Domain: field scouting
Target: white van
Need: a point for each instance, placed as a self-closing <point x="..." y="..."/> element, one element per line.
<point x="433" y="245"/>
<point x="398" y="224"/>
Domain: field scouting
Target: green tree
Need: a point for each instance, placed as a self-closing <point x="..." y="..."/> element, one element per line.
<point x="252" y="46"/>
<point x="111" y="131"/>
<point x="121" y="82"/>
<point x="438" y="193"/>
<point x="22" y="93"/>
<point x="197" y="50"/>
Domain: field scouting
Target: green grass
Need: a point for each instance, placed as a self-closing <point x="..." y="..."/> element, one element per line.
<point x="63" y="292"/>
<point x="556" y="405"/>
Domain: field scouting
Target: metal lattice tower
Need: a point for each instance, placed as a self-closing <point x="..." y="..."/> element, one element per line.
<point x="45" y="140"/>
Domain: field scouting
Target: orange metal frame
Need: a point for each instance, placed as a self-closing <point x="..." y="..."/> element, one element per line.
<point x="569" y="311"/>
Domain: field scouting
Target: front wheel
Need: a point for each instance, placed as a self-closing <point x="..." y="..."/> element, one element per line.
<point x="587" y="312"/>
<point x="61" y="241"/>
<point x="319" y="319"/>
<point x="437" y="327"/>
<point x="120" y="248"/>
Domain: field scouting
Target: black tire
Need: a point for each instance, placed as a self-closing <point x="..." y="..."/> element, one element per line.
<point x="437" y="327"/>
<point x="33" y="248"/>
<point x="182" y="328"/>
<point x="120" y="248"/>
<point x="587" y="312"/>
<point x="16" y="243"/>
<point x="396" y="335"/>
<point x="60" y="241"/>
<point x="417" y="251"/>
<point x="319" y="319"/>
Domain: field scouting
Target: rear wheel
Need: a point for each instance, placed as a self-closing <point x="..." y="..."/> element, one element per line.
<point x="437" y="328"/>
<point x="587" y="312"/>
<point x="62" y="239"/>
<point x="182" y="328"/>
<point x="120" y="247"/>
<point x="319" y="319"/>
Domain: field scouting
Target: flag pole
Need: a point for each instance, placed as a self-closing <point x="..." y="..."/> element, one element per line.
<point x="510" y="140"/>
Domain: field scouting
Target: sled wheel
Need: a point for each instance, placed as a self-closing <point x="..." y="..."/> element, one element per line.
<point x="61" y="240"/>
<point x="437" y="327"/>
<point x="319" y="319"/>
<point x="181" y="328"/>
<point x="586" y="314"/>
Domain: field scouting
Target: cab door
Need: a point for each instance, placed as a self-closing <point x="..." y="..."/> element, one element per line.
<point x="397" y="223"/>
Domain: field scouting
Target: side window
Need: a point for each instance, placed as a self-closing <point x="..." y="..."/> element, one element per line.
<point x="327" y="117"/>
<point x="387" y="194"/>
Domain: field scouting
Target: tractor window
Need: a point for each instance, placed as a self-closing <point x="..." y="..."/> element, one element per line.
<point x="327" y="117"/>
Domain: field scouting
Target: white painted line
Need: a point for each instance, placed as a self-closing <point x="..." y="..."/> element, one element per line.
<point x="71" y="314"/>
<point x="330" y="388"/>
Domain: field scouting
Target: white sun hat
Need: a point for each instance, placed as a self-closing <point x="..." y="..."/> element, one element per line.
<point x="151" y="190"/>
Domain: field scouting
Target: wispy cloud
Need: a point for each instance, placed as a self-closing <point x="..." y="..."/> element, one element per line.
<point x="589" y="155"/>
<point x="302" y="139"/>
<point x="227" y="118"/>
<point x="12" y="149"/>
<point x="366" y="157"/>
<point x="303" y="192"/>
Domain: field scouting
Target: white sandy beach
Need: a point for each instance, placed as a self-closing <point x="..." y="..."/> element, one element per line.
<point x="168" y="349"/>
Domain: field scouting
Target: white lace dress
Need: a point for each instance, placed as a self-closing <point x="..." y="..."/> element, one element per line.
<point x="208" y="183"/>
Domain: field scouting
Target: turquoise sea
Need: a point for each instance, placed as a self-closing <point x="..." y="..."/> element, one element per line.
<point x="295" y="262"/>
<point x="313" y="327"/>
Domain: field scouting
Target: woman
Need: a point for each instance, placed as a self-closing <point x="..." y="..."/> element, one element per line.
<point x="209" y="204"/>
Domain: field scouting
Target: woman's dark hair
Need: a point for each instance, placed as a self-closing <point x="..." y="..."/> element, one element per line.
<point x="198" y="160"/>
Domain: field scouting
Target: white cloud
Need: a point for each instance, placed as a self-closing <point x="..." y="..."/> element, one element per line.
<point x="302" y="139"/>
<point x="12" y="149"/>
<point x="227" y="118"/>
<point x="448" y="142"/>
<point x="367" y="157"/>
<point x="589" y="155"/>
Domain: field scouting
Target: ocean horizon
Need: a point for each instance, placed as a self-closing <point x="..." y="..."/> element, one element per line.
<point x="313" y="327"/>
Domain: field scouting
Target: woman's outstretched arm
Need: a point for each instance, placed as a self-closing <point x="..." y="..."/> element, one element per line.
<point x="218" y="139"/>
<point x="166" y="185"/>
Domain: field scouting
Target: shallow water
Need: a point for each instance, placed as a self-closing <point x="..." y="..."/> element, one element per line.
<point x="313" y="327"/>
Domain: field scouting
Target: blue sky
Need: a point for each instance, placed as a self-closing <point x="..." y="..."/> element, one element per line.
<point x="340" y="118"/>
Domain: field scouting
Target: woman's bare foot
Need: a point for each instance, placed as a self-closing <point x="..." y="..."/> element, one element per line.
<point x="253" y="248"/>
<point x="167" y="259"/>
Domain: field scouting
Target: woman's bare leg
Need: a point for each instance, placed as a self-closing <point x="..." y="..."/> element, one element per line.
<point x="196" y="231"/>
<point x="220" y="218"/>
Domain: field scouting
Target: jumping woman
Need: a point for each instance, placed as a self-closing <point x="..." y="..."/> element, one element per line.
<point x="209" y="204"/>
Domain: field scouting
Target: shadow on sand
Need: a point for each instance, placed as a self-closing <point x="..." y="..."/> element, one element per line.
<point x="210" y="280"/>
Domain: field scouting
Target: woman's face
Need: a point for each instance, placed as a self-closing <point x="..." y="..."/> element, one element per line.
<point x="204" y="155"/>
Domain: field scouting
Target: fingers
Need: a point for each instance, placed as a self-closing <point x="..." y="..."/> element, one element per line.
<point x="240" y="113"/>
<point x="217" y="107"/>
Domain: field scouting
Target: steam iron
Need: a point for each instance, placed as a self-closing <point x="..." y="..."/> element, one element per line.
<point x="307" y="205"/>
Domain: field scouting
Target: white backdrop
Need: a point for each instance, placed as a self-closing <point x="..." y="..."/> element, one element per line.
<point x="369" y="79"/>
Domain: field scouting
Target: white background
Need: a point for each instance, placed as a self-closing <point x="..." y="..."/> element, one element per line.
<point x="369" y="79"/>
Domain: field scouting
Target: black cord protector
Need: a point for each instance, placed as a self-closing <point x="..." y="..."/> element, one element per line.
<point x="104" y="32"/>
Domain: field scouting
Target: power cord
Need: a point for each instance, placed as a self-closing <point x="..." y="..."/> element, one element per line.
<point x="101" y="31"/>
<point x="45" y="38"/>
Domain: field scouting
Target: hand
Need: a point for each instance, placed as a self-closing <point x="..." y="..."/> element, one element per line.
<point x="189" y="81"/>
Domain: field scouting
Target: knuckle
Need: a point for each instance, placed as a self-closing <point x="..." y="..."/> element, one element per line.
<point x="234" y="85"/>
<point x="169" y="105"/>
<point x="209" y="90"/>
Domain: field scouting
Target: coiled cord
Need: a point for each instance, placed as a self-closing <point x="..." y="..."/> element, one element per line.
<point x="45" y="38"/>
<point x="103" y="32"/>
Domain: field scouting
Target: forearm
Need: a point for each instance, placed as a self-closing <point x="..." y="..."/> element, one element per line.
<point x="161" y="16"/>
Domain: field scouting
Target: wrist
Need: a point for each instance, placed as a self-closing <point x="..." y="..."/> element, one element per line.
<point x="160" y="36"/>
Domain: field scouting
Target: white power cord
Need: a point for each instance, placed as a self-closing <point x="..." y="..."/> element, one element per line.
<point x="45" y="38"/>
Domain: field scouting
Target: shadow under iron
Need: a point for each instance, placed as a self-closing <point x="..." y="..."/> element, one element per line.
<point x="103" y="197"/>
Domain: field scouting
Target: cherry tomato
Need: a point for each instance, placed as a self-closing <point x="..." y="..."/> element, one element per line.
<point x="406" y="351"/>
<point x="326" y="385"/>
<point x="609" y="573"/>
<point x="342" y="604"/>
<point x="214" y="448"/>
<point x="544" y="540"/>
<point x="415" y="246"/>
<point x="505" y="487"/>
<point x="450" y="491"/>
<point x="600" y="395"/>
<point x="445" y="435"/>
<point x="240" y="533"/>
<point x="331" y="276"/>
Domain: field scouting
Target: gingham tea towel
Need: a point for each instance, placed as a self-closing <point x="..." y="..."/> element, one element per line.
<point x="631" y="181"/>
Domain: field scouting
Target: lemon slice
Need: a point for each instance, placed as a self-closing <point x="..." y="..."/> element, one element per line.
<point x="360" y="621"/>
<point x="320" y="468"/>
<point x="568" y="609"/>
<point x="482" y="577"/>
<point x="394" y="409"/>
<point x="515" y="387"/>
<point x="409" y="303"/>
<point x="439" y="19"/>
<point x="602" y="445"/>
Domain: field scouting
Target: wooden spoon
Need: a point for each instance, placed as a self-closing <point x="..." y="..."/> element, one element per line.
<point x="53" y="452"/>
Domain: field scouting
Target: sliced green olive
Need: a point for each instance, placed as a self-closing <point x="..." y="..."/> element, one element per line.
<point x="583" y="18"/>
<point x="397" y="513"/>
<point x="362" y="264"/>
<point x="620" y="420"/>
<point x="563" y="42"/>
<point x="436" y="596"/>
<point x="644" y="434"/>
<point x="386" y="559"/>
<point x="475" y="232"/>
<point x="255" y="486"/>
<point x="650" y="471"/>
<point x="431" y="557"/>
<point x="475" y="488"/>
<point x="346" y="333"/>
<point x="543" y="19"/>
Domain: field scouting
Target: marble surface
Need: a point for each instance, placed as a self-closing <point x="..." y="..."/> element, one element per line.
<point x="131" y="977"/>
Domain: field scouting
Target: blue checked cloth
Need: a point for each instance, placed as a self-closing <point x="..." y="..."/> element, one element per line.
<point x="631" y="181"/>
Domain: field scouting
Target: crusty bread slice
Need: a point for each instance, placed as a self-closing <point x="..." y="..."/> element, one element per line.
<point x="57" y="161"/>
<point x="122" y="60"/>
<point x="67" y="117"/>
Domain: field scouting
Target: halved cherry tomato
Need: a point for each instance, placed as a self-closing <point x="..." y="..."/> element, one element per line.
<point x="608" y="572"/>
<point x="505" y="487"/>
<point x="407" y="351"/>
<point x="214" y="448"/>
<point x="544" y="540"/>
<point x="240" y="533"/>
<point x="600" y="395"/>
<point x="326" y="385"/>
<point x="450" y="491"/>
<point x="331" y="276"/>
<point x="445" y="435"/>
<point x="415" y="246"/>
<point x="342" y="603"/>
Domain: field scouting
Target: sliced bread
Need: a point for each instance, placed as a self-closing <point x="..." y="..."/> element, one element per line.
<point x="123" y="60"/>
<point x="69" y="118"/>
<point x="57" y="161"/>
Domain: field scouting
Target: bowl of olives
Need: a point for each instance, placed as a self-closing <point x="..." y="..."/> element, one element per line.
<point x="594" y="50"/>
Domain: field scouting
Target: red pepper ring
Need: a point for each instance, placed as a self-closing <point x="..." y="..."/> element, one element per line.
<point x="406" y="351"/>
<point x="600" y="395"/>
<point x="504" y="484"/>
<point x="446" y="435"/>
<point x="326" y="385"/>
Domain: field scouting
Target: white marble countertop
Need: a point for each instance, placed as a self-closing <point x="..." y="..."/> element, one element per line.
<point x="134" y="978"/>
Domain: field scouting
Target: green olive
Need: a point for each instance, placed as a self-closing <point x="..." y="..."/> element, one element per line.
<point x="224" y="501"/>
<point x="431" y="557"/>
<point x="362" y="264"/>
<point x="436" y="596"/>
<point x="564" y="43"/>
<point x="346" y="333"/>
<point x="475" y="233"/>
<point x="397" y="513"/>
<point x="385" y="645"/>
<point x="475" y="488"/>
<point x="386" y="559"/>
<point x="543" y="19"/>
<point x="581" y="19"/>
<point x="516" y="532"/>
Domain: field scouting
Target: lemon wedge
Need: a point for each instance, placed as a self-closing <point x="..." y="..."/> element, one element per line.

::::::::::

Please repeat the lines above exactly, beginning with the line that contains "Target: green olive" and ending with the final one.

Target: green olive
Need: a point for each instance, placed as a self-closing <point x="..." y="..."/> element, one element per line.
<point x="224" y="501"/>
<point x="431" y="557"/>
<point x="362" y="264"/>
<point x="436" y="596"/>
<point x="564" y="43"/>
<point x="346" y="333"/>
<point x="475" y="233"/>
<point x="397" y="513"/>
<point x="385" y="645"/>
<point x="475" y="488"/>
<point x="386" y="559"/>
<point x="543" y="19"/>
<point x="581" y="19"/>
<point x="516" y="532"/>
Domain: field scouting
Target: lemon wedge
Need: a point for each instance, placed as a self-closing <point x="..." y="..."/> element, one element per line.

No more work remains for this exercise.